Aim ▸
Repeat the passage from the vigil protest article verbatim, from "Lisa Longstaff, who" up to and including "violence robustly investigated.".

The 28-year-old, who is studying physics at university, said many people assume police brutality is infrequent but if you are in marginalised communities, it happens “the whole time”.

Ms Stevenson said she had never been to a protest before attending the vigil for Everard - a 33-year-old woman who was brutally kidnapped, raped and murdered by a serving Metropolitan Police officer back in March. “It was the first time I went to a proper protest and I was arrested,” she added.

Patsy Stevenson
Patsy Stevenson (Furvah Shah)

Met Police officers were criticised for aggressively grabbing women paying tribute to Everard at the peaceful vigil in Clapham in south London before taking them away while others screamed and cried out.

“Since Sarah Everard’s murder, conversations about police violence have become more mainstream,” a woman, who has been involved in Sisters Uncut since 2016 but did not to be named, said.

“The police are framing it as a problem with individual police but Wayne Couzens is not a one-off. Police abuse their powers. It is not one bad apple. They are rotten to the core. Policing is about violence and control so it attracts people who are drawn to violence and control. The police force protects violent men.”

Everard’s death has eroded trust in the police, as well as fuelling anger the government does not do enough to tackle violence against women. Her tragic death also triggered an outpouring of women sharing highly personal stories about being sexually harassed, assaulted, or abused by men on the street.

“Sarah Everard’s murder was the extreme end of a wider culture that condones violence within the police. This year has been a watershed: we now know 15 officers have killed women since 2009,” Sisters Uncut and Feminist Fightback, another group who organised the protest, said in a statement issued to The Independent.

“The circumstances around Wayne Couzens illustrate our message clearly: his colleagues called him ‘The Rapist’, he exposed himself several times, he sent vile, violent messages.

“And while police are totally unaccountable for their violence against us, courts in Bristol are handing down draconian sentences to Kill the Bill protesters who stood up to police violence. There is one rule for us and another for the police.”

Lisa Longstaff, who helped organise the protest, said women of colour, sex workers, and single mothers were far less likely to have allegations of police-perpetrated violence robustly investigated.

Point labeling examples
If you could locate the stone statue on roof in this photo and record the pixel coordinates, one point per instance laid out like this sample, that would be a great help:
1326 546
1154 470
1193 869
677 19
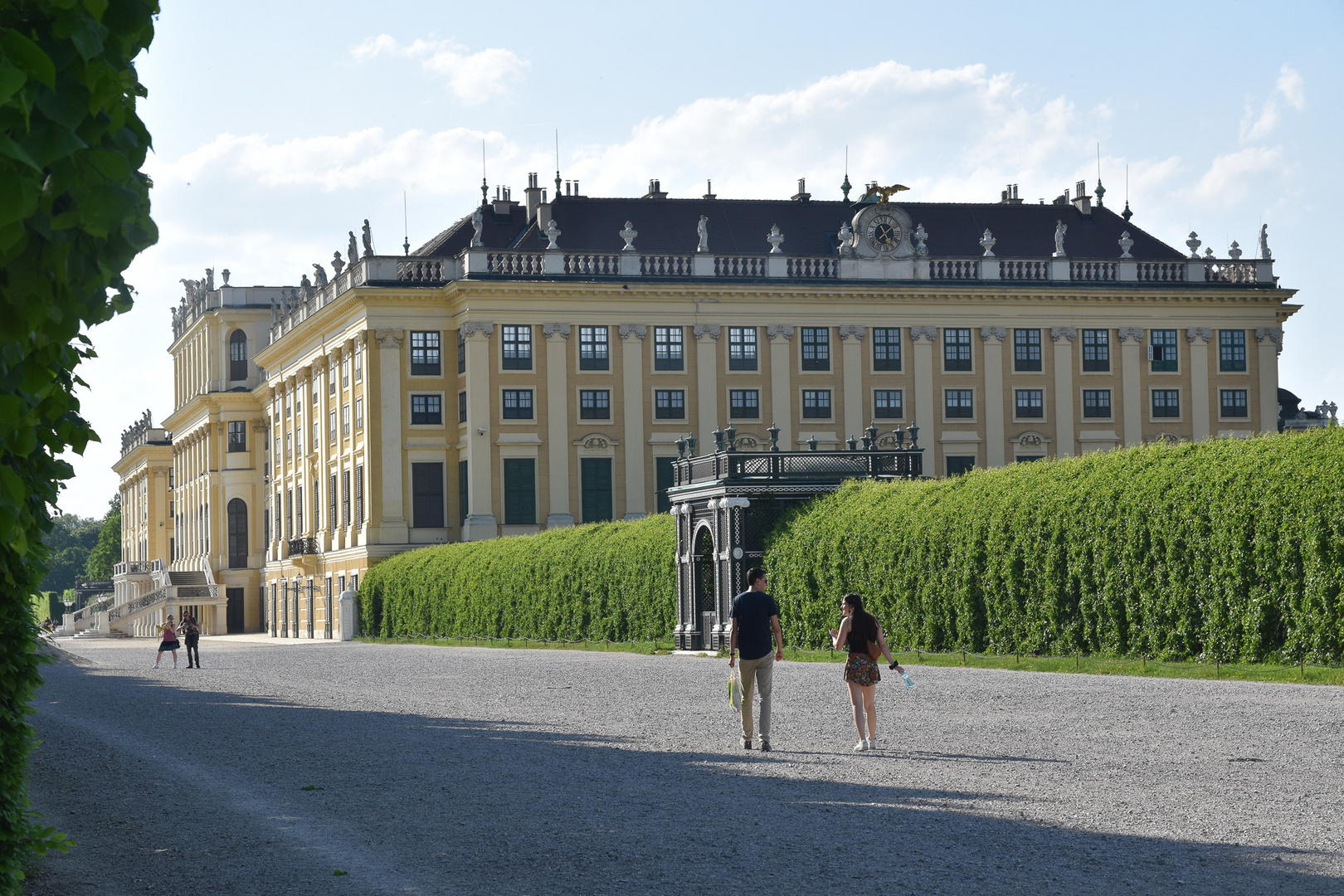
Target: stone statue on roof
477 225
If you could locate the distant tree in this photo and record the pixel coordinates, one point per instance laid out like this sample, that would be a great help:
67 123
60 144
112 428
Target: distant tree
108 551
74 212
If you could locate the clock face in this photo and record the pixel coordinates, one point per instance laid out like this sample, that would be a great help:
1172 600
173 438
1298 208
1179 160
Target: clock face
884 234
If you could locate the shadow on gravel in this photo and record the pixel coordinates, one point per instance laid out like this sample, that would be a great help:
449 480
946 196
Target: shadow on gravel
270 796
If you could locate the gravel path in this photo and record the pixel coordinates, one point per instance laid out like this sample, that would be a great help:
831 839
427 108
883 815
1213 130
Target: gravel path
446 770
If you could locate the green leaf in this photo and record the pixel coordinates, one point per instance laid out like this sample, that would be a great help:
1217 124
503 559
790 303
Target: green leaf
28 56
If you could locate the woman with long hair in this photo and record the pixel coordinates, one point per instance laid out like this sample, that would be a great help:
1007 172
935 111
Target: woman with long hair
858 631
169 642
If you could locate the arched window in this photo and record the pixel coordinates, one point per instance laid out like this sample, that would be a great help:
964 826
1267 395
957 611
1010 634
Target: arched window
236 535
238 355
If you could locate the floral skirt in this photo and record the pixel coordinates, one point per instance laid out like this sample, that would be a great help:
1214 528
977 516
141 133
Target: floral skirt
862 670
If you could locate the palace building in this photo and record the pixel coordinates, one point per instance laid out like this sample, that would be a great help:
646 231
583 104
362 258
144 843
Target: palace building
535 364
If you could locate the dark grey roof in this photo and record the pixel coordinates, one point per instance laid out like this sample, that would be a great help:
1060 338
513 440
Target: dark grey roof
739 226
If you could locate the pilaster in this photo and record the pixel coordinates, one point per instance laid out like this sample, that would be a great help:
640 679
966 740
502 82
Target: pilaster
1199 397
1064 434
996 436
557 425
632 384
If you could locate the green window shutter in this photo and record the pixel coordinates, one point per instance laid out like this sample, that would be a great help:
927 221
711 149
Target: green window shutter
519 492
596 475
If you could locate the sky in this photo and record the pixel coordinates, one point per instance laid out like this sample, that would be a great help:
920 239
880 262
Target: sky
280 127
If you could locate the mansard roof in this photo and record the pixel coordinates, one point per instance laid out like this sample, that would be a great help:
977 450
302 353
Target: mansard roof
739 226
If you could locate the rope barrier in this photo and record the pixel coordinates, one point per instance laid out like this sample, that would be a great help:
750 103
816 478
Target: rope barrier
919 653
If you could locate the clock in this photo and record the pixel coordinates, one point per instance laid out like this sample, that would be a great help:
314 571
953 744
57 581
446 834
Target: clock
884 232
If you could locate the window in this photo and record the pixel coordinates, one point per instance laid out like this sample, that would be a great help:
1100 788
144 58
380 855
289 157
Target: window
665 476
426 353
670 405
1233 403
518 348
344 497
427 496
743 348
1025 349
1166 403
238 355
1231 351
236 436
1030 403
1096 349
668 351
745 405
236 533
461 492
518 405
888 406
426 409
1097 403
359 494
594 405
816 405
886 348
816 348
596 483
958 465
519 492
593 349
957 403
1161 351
---
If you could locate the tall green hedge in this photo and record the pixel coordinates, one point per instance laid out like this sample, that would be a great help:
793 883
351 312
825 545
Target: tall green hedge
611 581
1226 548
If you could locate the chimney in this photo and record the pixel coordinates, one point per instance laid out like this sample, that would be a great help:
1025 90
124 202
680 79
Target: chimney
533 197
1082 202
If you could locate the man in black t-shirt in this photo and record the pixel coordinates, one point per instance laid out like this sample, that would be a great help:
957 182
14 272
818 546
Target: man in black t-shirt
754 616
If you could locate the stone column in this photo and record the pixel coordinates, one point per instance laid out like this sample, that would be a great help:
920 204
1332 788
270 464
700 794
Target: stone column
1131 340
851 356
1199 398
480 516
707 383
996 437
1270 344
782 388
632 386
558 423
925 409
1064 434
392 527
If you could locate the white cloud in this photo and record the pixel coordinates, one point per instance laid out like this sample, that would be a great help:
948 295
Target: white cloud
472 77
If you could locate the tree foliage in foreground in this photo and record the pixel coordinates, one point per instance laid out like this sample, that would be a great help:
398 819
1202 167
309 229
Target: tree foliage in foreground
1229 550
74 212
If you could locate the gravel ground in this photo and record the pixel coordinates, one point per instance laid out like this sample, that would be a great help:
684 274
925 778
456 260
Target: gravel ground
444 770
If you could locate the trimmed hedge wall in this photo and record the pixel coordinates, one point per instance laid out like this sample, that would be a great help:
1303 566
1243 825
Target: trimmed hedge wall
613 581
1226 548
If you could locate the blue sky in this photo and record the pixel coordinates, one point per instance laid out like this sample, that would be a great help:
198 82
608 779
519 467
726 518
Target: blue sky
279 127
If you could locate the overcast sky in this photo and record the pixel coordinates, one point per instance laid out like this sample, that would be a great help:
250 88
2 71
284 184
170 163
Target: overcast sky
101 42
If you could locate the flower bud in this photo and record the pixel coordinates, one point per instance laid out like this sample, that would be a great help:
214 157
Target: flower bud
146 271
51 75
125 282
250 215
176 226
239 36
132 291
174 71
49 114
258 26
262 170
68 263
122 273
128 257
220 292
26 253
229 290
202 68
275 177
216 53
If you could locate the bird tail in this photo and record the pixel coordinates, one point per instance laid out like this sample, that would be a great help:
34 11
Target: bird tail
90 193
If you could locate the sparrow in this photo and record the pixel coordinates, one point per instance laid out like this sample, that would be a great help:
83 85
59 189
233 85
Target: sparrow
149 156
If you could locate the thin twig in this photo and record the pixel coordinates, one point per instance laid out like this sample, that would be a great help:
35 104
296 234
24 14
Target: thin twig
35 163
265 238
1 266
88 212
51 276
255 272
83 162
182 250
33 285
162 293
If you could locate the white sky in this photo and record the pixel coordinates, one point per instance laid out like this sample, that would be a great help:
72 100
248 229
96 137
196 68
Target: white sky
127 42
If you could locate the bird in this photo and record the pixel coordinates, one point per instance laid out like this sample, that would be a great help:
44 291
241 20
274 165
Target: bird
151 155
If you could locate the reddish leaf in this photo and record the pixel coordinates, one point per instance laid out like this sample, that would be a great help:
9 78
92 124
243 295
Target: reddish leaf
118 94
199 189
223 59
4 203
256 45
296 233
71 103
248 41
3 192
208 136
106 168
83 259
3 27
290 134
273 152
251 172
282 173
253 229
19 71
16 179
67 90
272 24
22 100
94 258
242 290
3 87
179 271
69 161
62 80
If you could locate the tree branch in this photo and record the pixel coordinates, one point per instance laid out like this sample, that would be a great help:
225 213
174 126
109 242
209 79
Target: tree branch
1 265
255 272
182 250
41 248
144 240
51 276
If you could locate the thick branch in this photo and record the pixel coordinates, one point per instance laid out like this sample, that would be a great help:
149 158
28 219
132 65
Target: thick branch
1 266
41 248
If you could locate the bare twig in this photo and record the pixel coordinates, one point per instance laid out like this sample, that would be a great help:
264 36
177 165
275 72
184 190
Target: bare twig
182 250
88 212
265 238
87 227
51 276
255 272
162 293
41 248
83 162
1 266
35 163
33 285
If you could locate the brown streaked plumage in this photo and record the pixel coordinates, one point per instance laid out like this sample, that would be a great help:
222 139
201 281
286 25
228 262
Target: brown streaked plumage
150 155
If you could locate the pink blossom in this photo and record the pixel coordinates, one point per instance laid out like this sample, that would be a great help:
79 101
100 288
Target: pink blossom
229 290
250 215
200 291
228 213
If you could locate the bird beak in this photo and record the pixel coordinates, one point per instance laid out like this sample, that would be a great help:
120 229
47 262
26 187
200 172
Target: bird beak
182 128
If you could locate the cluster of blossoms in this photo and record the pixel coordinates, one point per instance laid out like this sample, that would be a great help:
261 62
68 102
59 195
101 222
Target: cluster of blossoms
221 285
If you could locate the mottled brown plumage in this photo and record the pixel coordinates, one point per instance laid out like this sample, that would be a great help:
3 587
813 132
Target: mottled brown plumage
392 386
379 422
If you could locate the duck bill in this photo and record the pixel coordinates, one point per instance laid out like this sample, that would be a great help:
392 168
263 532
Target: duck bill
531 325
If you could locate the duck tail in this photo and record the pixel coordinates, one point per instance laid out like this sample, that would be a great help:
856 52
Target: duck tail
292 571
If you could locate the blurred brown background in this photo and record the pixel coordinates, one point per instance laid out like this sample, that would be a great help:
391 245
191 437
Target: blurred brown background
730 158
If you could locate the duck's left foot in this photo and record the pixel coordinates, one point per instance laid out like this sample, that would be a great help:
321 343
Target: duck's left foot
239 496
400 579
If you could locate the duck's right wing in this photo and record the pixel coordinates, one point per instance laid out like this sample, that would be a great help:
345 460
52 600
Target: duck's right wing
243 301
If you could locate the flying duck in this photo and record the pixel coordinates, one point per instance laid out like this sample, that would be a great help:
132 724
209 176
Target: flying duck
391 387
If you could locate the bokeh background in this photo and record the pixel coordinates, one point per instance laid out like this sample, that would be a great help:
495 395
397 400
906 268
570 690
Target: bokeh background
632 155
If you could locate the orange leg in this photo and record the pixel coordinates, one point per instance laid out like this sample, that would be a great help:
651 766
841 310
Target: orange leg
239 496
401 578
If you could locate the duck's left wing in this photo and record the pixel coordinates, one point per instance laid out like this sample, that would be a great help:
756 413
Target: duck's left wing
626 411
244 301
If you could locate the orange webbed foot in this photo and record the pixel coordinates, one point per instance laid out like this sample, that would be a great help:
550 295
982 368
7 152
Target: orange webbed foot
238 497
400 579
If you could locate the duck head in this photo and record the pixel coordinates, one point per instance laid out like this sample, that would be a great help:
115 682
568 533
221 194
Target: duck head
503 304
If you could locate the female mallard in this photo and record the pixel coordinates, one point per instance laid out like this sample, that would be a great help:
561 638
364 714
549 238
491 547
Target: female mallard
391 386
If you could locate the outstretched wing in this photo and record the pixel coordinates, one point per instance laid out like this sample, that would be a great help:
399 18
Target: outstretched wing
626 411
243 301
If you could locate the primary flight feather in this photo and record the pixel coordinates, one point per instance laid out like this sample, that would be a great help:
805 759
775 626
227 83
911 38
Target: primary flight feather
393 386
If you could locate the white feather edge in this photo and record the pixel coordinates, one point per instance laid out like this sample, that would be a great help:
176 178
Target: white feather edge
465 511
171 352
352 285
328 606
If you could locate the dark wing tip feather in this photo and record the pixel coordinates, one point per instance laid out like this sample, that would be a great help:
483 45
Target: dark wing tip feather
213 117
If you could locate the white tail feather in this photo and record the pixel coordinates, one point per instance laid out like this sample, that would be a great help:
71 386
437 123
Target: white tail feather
* * *
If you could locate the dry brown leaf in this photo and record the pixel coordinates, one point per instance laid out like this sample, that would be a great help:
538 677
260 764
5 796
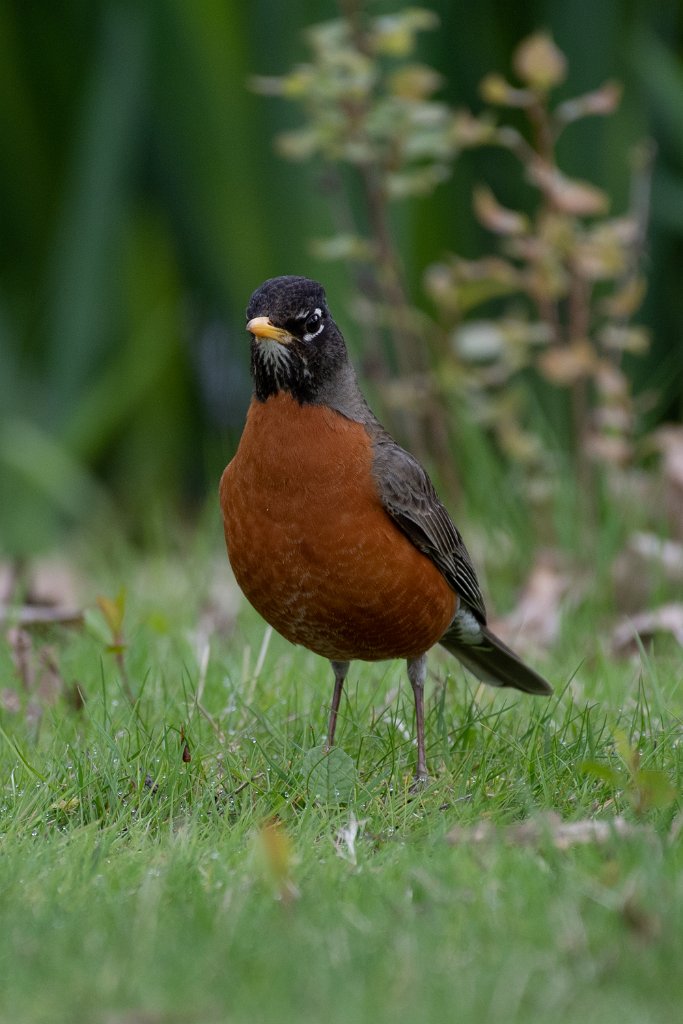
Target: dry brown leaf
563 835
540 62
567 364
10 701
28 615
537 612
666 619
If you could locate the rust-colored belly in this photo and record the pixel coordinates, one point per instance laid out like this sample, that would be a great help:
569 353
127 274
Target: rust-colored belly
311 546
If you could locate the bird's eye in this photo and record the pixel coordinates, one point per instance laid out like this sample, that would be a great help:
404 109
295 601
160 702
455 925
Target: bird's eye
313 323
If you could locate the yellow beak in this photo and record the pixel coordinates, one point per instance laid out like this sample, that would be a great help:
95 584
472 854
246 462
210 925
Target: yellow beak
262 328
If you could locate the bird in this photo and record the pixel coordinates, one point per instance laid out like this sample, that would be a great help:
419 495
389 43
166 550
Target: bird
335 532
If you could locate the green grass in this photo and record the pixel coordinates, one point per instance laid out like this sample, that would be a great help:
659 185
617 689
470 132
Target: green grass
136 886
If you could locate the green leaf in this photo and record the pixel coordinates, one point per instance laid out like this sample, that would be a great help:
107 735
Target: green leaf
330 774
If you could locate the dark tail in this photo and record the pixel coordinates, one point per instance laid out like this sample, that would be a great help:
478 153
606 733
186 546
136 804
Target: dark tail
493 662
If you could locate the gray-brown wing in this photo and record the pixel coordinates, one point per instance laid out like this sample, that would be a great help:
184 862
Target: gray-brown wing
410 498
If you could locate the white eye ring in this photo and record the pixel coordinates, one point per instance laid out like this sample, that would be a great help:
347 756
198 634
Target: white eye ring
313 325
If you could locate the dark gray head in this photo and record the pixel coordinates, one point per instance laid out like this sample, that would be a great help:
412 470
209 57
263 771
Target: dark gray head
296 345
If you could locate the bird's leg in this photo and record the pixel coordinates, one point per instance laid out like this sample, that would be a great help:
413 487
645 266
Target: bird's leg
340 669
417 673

Response for this exercise ▸
Lisa Longstaff, who helped organise the protest, said women of colour, sex workers, and single mothers were far less likely to have allegations of police-perpetrated violence robustly investigated.